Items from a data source
=====
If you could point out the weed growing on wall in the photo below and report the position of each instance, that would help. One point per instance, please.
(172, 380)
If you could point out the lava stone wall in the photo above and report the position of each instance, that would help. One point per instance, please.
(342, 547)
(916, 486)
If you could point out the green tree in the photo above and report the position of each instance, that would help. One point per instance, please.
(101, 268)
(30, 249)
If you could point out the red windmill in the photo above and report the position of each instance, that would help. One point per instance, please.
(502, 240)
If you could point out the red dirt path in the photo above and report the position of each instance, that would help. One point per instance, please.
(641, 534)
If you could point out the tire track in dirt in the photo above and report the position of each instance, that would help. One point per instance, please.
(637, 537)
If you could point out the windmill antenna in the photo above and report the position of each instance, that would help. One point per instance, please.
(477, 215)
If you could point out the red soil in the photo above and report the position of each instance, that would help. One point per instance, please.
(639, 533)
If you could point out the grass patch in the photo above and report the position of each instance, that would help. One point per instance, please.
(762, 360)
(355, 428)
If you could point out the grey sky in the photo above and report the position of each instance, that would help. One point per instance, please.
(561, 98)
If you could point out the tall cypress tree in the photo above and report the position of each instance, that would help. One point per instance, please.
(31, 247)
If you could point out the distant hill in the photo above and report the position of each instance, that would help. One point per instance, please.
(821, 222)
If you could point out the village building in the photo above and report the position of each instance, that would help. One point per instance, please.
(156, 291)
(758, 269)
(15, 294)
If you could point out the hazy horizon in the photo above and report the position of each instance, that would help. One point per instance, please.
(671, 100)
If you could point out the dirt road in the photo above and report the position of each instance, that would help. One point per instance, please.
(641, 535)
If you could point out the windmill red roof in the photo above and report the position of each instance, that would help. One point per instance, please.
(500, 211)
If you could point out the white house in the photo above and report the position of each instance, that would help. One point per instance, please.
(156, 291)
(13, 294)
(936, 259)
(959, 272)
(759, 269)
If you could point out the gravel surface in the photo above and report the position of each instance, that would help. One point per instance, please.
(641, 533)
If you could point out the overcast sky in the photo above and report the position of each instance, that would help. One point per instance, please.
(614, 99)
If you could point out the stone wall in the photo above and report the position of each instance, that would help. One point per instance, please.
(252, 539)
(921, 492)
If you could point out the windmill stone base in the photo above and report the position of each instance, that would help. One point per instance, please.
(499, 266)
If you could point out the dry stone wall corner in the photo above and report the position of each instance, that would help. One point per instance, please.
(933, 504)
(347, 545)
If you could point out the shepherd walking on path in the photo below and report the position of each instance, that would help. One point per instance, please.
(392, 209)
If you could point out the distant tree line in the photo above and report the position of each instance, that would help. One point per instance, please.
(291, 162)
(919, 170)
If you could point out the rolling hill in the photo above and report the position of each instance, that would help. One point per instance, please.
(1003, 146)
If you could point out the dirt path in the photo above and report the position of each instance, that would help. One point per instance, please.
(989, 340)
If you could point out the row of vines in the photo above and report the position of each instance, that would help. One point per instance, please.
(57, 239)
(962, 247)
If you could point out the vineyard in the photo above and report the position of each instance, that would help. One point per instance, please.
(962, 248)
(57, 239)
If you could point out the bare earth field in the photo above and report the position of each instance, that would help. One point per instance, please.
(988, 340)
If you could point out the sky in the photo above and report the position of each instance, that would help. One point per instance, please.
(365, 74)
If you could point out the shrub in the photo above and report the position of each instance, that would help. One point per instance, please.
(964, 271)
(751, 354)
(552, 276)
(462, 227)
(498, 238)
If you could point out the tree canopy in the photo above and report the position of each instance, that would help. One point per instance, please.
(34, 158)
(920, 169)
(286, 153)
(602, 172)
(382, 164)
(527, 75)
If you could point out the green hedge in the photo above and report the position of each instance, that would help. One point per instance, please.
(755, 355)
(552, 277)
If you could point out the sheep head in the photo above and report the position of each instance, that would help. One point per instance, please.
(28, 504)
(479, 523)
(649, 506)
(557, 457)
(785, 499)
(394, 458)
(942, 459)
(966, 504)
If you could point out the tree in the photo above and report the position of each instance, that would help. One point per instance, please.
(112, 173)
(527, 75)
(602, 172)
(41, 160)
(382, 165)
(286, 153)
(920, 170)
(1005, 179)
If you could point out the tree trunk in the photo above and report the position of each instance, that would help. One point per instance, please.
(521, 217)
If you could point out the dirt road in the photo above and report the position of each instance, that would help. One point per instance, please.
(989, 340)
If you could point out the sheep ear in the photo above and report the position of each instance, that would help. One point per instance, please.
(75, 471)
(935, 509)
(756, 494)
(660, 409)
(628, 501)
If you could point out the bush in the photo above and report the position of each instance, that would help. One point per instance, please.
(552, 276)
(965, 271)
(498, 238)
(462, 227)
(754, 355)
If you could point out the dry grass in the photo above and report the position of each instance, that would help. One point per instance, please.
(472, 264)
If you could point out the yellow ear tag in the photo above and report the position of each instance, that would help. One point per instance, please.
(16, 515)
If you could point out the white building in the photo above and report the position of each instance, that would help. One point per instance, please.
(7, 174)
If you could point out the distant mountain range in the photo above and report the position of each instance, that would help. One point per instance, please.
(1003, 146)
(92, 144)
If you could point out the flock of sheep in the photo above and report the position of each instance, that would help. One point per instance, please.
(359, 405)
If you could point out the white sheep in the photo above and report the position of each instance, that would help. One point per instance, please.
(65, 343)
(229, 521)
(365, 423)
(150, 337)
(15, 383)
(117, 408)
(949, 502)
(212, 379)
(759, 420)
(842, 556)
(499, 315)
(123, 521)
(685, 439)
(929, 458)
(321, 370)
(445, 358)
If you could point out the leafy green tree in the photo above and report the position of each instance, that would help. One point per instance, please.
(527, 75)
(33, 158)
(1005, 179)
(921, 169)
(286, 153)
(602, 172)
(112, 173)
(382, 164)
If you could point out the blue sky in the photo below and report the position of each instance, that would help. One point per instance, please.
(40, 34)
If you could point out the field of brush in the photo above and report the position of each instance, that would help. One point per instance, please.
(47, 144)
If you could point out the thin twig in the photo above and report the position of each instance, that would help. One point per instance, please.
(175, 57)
=====
> **STATED GOAL**
Each record above should be restated word for word.

> **EXERCISE RESPONSE**
If you could point out the weed growing on wall in the photo below and report the position of each instance, that would help. One point per instance, please.
(172, 380)
If you could point out the lava stone wall in the photo above and report the position of each instance, that would help. One point per instance, please.
(342, 547)
(916, 486)
If you could point out the green tree in the photo above and report the position of each instance, that would help. One point per instance, please.
(101, 268)
(30, 249)
If you could point out the red windmill in the photo above and report the position of each instance, that would help. One point per instance, please.
(502, 240)
If you could point out the red dirt path in the photo above and report the position of each instance, that would help. One point per instance, please.
(641, 534)
If you could point out the tire track in dirt in the photo above and report the position of each instance, that would help. One point per instance, please.
(637, 537)
If you could point out the windmill antenna in the photo above and report the position of each instance, that would help. One point per instance, please.
(477, 215)
If you could point out the red soil in the photo above and report the position of each instance, that would help. One point per instance, please.
(639, 533)
If you could point out the grass patch in the photo above and report the position of each instance, that would help. One point per instance, please.
(762, 360)
(355, 428)
If you could point out the grey sky in the photo above and report the position of each instance, that would help. One point per instance, please.
(561, 98)
If you could point out the tall cypress tree in the photo above and report the position of each instance, that would help. One point per instance, please.
(31, 247)
If you could point out the distant hill in the photo above and report the position of each instance, that would help. One point per instance, please.
(821, 222)
If you could point out the village building in the photo above and report the position of each instance, that would help. One point per instance, please.
(156, 291)
(758, 269)
(15, 294)
If you could point out the hazy horizon in the photo above and report the position of each instance, that would help. One point per instance, please.
(671, 100)
If you could point out the dirt road in the photo above and report the position of each instance, that would help. One point per instance, please.
(641, 535)
If you could point out the windmill red roof in the photo above and report the position of each instance, that would help. One point per instance, please.
(500, 211)
If you could point out the white house in the photo above and report the position of each instance, that would help. One point per instance, please.
(156, 291)
(13, 294)
(936, 259)
(959, 272)
(759, 269)
If you could point out the gravel surface in the photo above and report the position of each instance, that would help. One point per instance, please.
(641, 533)
If you could point out the overcast sky in the photo above and report the position of each instance, that would help. One point per instance, please.
(614, 99)
If you could point out the stone wall in the photo above and report the position of each instance, that would help. One point per instance, please.
(252, 539)
(921, 492)
If you could point out the windmill stone base in the photo above and report the position of each instance, that would help. One point per instance, please.
(499, 266)
If you could point out the dry stone wall corner in the photo above and report the position of each instance, that would help. One point per instance, please.
(933, 504)
(347, 545)
If you could point out the shepherd walking on path in the photo below and report the position of each instance, that would help. One point per instance, please.
(392, 209)
If you could point out the distant tree line in the photo above and report the position of each instance, that would help. One point per instance, please.
(291, 162)
(919, 170)
If you could point out the rolling hill in the photo above and report the position of each instance, that would help. One point per instance, please.
(1003, 146)
If you could point out the dirt path in the photo above and report the position of each instance, that would help. One point per instance, please.
(989, 340)
If you could point out the row of vines in the photo above and report the position of each instance, that would help. One point per instance, please.
(57, 239)
(962, 247)
If you could point out the vineyard in the photo above and report the position of each instance, that would help. One point per instance, please.
(962, 248)
(57, 239)
If you could point out the bare earth field in the photo above and report the position of each instance, that would help. One point per instance, please.
(988, 340)
If you could point out the sky in the photo above and report the position of each instance, that would help. One point per instance, please.
(365, 74)
If you could point out the shrub in the photo above and report the position of each instance, that would help. One point per instance, please.
(964, 271)
(751, 354)
(552, 276)
(462, 227)
(498, 238)
If you could point out the tree canopy in the photo above and report the position of each instance, that would help. One point per instance, please.
(34, 158)
(920, 169)
(286, 153)
(602, 172)
(382, 164)
(527, 75)
If you could point out the green hedge in the photo above and report the position of each instance, that would help. One point per instance, please.
(755, 355)
(552, 277)
If you could point out the sheep head in the photo above and report the position of each instance, that would help. One point per instance, please.
(28, 504)
(479, 523)
(649, 506)
(557, 457)
(785, 499)
(394, 458)
(942, 459)
(966, 504)
If you could point out the tree in the photo above and report the position of each instance, that would help. One point per instance, please.
(112, 173)
(527, 75)
(602, 172)
(41, 160)
(382, 165)
(286, 153)
(920, 170)
(1005, 179)
If you could point out the tree trunk in the photo above and report the position of each instance, that would help. One point per instance, please.
(521, 217)
If you could point out the dirt road in the photo above and report the position of each instance, that would help. One point per instance, please.
(989, 340)
If you could point out the sheep ear in the photo above and report the position of each instance, that would help. One point per instance, please.
(75, 471)
(935, 509)
(756, 494)
(660, 409)
(628, 501)
If you could point out the bush in the photo above and report the position of each instance, that would help. One point per instance, please.
(552, 276)
(965, 271)
(498, 238)
(462, 227)
(754, 355)
If you could point out the dry grass in the photo above and report the position of each instance, that would help. One point per instance, please.
(472, 264)
If you could point out the yellow ear tag in the photo above and report the position of each instance, that would help. One point per instance, please.
(16, 515)
If you could point out the white building in the photo above and report the position of each instance, that would help. One point per instance, please.
(7, 174)
If you could point out the distant mountain range in the photo above and report the position of each instance, that would help. One point per instance, please.
(1003, 146)
(92, 144)
If you could point out the flock of sheep in the photo above and report the position of each instance, that would help. One point per instance, please.
(359, 405)
If you could point out the white sheep in the photo above and report the position of each instance, that would help. One point per instance, please.
(65, 343)
(229, 521)
(365, 423)
(150, 337)
(15, 383)
(117, 408)
(949, 502)
(212, 379)
(759, 420)
(842, 556)
(499, 315)
(123, 521)
(685, 439)
(929, 458)
(321, 370)
(445, 358)
If you could point out the leafy green tree in the photo above and report the position of each instance, that would help. One point per instance, please.
(527, 75)
(33, 158)
(1005, 179)
(921, 169)
(286, 153)
(602, 172)
(112, 173)
(382, 164)
If you could point out the blue sky in the photo below and report the position of each instance, that would help. One point per instance, please.
(40, 34)
If you could point out the field of brush in the photo above and report the position of each instance, that would help. One point per instance, please.
(47, 144)
If you could point out the thin twig in the photo above and report the position of each instance, that would help. One point per instance, please.
(175, 57)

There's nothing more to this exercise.